(Box annotations for photos)
════
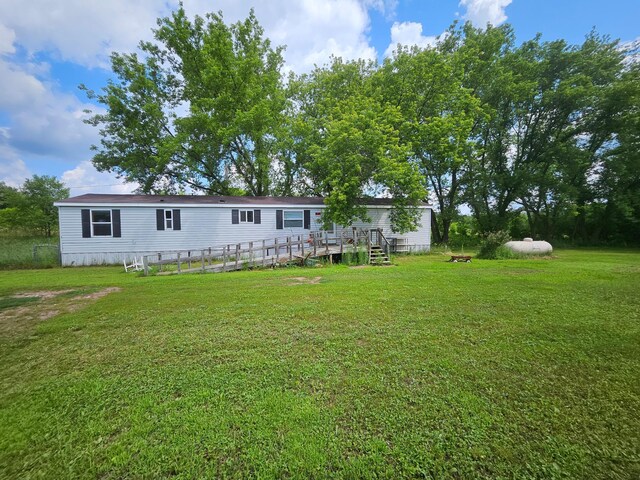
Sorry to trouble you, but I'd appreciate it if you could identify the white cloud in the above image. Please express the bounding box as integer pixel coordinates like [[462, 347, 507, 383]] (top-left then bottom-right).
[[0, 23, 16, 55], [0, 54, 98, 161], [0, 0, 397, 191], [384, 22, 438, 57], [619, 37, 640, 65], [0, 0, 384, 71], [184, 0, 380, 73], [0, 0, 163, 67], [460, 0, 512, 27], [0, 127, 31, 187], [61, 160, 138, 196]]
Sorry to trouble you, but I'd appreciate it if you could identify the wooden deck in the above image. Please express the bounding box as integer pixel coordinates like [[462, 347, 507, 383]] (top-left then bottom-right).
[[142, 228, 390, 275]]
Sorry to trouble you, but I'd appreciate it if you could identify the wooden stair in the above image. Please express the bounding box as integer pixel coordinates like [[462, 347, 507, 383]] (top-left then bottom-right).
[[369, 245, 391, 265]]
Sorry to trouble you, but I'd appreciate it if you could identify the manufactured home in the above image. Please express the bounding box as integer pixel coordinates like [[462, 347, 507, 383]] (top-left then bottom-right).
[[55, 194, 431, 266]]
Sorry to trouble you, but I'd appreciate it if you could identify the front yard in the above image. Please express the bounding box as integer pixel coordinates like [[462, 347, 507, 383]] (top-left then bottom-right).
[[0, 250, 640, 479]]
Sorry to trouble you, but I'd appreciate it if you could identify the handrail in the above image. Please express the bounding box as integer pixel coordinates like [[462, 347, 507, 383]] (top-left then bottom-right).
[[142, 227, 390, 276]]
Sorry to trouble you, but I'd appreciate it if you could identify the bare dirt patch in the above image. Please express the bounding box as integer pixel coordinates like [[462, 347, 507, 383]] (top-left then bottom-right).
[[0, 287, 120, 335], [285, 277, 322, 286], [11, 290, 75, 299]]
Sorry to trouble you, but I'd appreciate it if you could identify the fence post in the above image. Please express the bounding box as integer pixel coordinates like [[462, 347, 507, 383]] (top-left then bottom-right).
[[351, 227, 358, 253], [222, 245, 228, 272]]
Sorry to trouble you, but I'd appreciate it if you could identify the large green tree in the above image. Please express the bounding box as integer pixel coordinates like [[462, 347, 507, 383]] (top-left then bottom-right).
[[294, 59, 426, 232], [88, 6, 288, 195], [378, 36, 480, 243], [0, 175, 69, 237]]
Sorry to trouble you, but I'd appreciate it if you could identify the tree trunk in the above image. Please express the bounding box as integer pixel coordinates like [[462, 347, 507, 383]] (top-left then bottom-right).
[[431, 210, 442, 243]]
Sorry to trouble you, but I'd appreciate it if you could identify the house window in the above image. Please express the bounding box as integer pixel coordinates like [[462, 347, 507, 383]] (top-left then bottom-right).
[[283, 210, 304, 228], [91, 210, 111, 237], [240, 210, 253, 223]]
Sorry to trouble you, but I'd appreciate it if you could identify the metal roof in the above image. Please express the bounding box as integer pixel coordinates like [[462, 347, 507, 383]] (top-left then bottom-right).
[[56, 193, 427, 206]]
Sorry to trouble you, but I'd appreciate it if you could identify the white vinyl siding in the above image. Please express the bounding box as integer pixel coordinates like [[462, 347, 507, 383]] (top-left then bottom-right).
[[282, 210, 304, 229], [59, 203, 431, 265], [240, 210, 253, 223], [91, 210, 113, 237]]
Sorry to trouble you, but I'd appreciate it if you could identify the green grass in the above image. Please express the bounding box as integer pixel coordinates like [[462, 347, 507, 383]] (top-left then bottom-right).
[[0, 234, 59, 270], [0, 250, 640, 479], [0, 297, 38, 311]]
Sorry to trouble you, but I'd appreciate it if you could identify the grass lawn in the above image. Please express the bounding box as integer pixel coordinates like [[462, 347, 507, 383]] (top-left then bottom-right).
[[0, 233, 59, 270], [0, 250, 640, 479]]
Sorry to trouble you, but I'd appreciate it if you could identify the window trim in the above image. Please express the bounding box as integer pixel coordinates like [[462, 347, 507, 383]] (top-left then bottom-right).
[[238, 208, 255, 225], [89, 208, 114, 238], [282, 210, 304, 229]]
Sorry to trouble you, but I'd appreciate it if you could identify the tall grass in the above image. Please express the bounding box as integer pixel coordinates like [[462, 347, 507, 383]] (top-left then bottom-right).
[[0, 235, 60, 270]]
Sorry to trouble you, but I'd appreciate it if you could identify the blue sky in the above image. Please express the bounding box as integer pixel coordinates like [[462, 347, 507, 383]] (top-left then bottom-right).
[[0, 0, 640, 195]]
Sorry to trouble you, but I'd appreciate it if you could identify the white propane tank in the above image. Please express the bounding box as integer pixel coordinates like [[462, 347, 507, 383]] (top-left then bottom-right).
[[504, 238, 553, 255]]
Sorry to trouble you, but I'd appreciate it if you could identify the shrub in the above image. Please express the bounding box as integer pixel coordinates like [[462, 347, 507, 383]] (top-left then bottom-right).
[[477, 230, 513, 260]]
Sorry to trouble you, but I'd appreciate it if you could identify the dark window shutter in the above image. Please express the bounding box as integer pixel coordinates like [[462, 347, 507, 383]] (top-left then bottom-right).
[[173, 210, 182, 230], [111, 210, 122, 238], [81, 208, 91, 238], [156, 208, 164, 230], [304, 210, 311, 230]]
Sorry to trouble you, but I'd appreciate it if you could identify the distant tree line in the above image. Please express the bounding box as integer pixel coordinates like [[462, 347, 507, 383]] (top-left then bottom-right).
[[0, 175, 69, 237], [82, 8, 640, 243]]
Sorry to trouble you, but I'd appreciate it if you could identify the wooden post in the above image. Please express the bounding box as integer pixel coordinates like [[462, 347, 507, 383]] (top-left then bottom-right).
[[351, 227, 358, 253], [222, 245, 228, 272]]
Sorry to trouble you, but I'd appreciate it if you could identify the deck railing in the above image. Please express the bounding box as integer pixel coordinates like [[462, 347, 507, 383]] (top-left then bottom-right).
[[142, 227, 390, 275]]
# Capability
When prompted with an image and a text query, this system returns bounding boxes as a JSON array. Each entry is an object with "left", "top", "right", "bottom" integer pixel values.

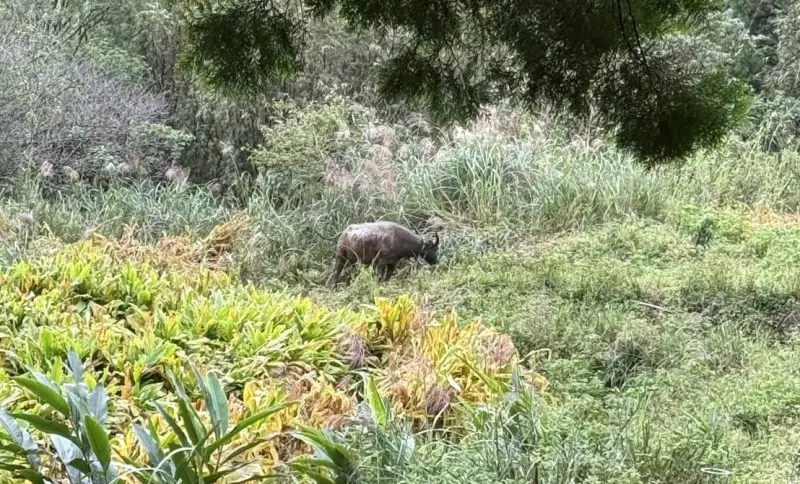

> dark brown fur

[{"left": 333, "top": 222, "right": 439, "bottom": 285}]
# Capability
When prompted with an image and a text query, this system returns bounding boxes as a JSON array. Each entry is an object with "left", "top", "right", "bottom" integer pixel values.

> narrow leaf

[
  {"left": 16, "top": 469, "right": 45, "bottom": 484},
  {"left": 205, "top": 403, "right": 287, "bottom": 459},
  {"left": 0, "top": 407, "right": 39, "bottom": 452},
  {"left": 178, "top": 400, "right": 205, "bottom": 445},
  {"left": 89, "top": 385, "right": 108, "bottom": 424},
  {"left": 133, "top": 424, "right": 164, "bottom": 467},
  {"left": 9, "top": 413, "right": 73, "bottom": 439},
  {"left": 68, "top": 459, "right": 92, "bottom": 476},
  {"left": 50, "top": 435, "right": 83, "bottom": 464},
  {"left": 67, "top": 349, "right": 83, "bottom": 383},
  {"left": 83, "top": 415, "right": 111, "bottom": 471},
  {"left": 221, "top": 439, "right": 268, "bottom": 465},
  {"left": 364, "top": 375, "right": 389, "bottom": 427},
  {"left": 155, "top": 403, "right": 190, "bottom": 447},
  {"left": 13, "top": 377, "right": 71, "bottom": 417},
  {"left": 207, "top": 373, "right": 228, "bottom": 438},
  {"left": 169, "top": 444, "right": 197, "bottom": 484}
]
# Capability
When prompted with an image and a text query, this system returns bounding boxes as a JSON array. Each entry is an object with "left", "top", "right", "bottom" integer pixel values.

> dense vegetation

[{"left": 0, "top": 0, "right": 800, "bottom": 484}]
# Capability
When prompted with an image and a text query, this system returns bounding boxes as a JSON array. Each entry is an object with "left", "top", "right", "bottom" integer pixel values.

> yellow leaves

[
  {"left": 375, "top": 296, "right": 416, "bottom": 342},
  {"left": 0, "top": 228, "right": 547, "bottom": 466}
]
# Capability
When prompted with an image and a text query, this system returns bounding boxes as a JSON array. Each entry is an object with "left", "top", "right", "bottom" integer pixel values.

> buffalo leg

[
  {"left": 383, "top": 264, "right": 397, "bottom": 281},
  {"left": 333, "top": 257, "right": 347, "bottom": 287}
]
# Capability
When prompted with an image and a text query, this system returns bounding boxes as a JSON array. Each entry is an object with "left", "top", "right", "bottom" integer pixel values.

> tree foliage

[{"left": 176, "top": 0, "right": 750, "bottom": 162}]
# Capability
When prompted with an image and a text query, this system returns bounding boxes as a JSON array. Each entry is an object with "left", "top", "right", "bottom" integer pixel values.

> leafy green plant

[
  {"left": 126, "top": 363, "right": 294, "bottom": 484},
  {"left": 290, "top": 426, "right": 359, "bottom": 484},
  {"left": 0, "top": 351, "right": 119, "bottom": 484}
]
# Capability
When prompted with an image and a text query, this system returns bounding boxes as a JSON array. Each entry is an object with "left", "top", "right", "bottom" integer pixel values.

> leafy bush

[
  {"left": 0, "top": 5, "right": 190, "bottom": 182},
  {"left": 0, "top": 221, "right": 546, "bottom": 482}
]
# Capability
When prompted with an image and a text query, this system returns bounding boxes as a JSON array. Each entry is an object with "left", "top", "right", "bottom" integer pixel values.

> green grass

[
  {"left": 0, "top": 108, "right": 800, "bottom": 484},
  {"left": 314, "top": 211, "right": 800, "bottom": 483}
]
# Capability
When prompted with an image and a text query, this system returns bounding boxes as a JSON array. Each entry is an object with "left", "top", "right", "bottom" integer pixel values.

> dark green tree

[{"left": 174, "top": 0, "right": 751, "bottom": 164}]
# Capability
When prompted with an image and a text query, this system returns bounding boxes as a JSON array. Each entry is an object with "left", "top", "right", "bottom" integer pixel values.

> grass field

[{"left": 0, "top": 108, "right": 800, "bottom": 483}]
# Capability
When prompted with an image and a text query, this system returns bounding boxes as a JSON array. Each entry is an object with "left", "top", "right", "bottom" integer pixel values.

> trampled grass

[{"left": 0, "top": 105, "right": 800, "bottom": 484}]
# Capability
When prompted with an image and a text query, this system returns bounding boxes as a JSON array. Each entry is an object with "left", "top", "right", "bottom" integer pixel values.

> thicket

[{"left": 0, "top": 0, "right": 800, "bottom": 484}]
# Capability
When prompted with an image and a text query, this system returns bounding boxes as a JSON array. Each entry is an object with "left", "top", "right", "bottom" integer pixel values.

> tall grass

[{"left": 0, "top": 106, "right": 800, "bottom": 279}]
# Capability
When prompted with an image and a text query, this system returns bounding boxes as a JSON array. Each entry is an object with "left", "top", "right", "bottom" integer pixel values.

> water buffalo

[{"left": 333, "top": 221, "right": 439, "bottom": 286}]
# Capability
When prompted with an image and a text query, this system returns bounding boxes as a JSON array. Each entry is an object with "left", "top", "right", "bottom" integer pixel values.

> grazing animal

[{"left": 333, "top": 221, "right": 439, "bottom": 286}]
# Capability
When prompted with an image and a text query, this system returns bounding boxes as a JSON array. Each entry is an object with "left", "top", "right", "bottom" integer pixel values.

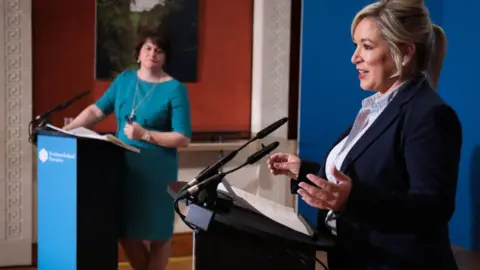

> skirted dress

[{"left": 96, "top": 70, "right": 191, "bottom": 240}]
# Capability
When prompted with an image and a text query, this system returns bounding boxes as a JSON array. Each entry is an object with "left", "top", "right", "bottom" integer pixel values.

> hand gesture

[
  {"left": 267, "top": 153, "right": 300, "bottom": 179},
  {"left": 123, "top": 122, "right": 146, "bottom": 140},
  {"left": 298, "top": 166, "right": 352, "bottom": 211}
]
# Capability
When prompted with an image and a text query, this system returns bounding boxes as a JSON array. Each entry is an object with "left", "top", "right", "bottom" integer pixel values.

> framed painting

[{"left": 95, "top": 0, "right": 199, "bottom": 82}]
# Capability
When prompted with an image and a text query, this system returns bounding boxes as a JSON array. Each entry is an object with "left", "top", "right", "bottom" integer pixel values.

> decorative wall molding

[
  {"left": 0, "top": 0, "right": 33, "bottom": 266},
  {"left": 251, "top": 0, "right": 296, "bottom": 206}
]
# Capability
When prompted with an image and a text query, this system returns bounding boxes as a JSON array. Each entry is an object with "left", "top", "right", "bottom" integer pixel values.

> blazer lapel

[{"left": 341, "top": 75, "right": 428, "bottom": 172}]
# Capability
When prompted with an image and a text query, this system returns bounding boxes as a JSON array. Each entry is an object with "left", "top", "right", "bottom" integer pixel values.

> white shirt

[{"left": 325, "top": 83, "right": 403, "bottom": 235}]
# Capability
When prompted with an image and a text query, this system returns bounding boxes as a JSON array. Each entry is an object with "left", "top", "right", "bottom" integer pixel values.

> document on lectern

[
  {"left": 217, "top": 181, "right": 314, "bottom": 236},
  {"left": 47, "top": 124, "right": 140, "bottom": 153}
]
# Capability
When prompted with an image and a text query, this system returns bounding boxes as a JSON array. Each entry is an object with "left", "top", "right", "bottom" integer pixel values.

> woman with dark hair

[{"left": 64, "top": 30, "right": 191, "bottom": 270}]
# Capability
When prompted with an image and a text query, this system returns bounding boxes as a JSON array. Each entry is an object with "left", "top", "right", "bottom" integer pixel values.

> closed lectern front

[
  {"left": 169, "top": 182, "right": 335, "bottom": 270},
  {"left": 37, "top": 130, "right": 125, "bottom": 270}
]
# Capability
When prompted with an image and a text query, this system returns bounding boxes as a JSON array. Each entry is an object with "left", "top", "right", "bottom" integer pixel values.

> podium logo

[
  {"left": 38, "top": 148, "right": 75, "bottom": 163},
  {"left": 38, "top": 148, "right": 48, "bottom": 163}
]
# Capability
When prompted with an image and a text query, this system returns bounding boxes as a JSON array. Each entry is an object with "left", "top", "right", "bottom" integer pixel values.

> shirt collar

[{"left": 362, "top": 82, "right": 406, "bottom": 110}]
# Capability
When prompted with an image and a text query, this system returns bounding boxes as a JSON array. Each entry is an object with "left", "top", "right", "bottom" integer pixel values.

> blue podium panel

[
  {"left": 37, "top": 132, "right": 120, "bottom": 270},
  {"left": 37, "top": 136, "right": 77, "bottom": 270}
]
════
| REQUIRED WORK |
Output the part of the entries from their start through the line containing "[[142, 228, 390, 275]]" as a numbered list, with blank lines skipped. Leave the pictures out.

| TASK RESULT |
1. Sorry to trouble you, but I'd appreciate it if you could identify the white cloud in the above image. Please express the bounding box as integer pixel coordinates like [[462, 347, 507, 383]] (top-left then bottom-right).
2. [[0, 23, 16, 55], [0, 54, 98, 161], [0, 0, 397, 191], [384, 22, 438, 57], [619, 37, 640, 65], [0, 0, 384, 71], [184, 0, 380, 73], [0, 0, 163, 67], [460, 0, 512, 27], [0, 127, 31, 187], [61, 160, 138, 196]]
3. Sorry to trouble you, but I'd appreciate it if you could identify the wooden deck in the above image. Please express the bounding box as integer pixel coordinates like [[462, 347, 507, 383]] (top-left then bottom-right).
4. [[142, 228, 390, 275]]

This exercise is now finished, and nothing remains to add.